### Supplied entries

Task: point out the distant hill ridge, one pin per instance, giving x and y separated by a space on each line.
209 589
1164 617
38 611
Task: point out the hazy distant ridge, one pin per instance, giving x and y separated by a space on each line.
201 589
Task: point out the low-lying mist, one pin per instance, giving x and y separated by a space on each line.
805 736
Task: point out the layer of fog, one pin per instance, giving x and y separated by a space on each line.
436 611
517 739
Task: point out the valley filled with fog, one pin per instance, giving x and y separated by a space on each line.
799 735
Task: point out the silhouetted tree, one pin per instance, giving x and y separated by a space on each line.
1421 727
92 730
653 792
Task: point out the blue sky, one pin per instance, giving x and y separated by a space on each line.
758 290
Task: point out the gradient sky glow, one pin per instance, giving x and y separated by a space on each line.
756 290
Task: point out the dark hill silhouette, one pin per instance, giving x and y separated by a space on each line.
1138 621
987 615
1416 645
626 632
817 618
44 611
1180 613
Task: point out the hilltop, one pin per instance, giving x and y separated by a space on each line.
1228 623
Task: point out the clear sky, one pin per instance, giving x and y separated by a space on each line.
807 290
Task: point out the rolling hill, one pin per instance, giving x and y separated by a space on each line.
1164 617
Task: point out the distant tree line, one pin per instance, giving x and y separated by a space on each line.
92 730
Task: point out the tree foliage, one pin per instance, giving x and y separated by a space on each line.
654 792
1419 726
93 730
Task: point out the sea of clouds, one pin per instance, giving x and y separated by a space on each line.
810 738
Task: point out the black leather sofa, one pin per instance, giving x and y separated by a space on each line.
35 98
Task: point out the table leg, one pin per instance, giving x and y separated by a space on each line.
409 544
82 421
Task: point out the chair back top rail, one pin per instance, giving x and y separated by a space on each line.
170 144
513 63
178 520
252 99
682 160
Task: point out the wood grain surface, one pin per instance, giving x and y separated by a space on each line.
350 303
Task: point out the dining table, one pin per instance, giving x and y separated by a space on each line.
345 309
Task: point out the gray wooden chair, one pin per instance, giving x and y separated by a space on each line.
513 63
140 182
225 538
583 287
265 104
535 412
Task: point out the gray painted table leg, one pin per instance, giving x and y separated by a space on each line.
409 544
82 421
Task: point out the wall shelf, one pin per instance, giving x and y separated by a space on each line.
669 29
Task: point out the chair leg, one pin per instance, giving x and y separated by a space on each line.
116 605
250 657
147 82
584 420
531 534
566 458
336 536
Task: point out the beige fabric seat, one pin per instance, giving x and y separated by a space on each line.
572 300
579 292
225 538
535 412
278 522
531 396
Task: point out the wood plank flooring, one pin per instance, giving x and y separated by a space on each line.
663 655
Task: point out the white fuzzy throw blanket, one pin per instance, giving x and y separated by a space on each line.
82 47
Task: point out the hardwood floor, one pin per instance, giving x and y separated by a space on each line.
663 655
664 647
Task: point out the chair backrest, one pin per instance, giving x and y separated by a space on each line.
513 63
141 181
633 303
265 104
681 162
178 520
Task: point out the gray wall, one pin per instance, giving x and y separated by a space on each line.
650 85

######

:: What to do ::
Copy the data. Make sure every line matches exactly.

:: Response to this exercise ::
Task: point out the distant hill ridge, one pin per instance, giving x and y separated by a space on each line.
209 589
1164 617
38 611
Task: point out the hazy distant ridge, one pin per instance, giving x and y separated by a space on each line.
201 589
Task: point out the low-lying mist, one pin per instance, giving x and y separated by a space on each line.
805 736
Task: point out the layer of fog, one pin per instance, giving x and y separated by a space on each line.
436 611
517 739
Task: point out the valley filled with fog, one pin per instance, giving x and y separated by a space on each line.
799 735
Task: point out the silhouetted tree, one pin per instance, giving x and y separated by a space on each line.
1421 727
92 730
653 792
Task: point out the blue sky, one pin per instance, giving x and y separated by a space on each line.
758 290
Task: point out the gradient sky glow, one pin per instance, giving x and y separated by a space on each line.
756 290
Task: point out the dark hill silhouette, one pin per instance, giving x and y separated by a space on each line.
1138 621
987 615
1416 645
626 632
817 618
44 611
1180 613
Task: point out the hilltop, one pin per instance, giving x and y separated by a space on each line.
1228 623
Task: point out the clear sky, one pin per instance, giving x and y separated by a space on each line.
807 290
Task: point out the rolling hill, one pin per instance, giving x and y separated by a space on each line.
1164 617
Task: point out the distant tree line, one pin per instance, giving x and y separated by a space on each line.
92 730
Task: point out the tree foliage, one pin per instance, giving x and y separated by a space on each line.
654 792
1419 726
93 730
Task: point out the sea of clouds, one pin per instance, giving x and y separated by a space on each line.
810 738
Task: point out the black leather sofa, one pin per instance, giving x and y separated by a space on each line.
35 98
Task: point out the table leg, one pin per instance, giving x and y separated by a space on each line.
409 544
82 421
Task: point out the chair back top rail, one pin per instance, giving x and y separated by a space on each line.
170 144
513 63
178 520
252 99
682 160
Task: point out the wood grain surface, one pin per instance, giving x and y separated by a space on each line.
350 303
Task: point out the dining table, one pin per instance, giving x and y separated by a space on each line.
345 309
Task: point out the gray wooden chair, one pin per instance, giving x and y separated by a space on each line.
513 63
140 182
225 538
583 287
265 104
535 412
Task: point out the gray painted table leg, one pin per instance, giving x and y separated by a space on each line.
409 544
82 421
Task: point out the wall shelf, one pin per instance, giving x and y separated by a space on each line.
669 29
Task: point out the chair leg, one pin per instance, giving x and y separated by a space on each line.
116 605
250 657
147 82
584 420
531 534
566 458
336 536
Task: point out the beige fabric seat, one pin per instance, giving x and y separated by a space on each line.
572 300
579 292
225 538
535 412
278 522
531 396
Task: point out the wood plank flooring, one pin per instance, giving x and y separated by a space on each line.
663 655
Task: point out the white fuzzy throw blanket, one pin per instance, giving x and y separated by a space on each line.
82 47
Task: point out the hardwood floor, one pin per instance, giving x and y separated by a space on each line.
663 655
664 647
Task: point out the chair backrest, one pin per instance, giving x and y separated by a space on each line.
513 63
141 181
633 303
265 104
681 162
178 520
Task: point out the gray wall, one pin per instance, giving x and y separated by a space on each line.
650 85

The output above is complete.